━━ Supplied data

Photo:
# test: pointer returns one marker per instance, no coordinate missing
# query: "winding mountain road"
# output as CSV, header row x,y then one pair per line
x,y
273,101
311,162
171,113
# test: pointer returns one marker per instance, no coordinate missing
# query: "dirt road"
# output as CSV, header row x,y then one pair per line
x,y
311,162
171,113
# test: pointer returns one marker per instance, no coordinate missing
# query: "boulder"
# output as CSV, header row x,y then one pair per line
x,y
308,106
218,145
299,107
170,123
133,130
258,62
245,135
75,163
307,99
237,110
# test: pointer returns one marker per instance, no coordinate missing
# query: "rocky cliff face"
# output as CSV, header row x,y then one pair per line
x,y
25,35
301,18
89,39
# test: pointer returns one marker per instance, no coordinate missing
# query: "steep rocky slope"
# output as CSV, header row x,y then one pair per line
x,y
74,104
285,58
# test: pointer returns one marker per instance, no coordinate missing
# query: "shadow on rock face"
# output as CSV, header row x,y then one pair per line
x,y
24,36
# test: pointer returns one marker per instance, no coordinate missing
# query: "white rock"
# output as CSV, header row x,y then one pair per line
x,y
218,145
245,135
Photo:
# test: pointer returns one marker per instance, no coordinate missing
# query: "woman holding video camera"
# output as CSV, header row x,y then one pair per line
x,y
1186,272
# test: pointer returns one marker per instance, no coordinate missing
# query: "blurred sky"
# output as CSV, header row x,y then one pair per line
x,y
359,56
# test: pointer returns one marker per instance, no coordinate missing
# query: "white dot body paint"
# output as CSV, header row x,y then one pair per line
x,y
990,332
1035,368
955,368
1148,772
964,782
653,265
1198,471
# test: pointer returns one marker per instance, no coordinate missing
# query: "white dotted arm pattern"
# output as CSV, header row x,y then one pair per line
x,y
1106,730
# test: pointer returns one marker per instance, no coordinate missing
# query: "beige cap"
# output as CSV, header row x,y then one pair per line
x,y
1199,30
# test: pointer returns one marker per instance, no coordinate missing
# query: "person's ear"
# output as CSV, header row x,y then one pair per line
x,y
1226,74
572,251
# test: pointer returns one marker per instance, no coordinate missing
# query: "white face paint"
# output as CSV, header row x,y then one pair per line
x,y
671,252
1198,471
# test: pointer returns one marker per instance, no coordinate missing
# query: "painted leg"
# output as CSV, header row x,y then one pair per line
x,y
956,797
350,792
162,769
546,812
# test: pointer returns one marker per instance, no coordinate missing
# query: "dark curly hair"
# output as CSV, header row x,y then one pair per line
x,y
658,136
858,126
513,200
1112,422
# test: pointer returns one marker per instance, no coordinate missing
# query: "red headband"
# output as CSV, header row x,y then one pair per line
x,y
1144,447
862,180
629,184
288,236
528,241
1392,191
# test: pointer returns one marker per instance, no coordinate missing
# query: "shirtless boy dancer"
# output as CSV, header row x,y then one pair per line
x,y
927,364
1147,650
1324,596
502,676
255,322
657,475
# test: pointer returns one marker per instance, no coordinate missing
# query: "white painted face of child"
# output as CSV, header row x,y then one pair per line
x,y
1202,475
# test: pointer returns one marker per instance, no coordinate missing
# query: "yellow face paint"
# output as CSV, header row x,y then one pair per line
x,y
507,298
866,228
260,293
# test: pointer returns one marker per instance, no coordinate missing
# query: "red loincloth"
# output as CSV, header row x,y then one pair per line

━━━━

What is expected :: Filter the material above, reproducing every line that contains the word "road" in the order the lines appear.

Reply to the task ::
# query: "winding mountain road"
# query: "dirt road"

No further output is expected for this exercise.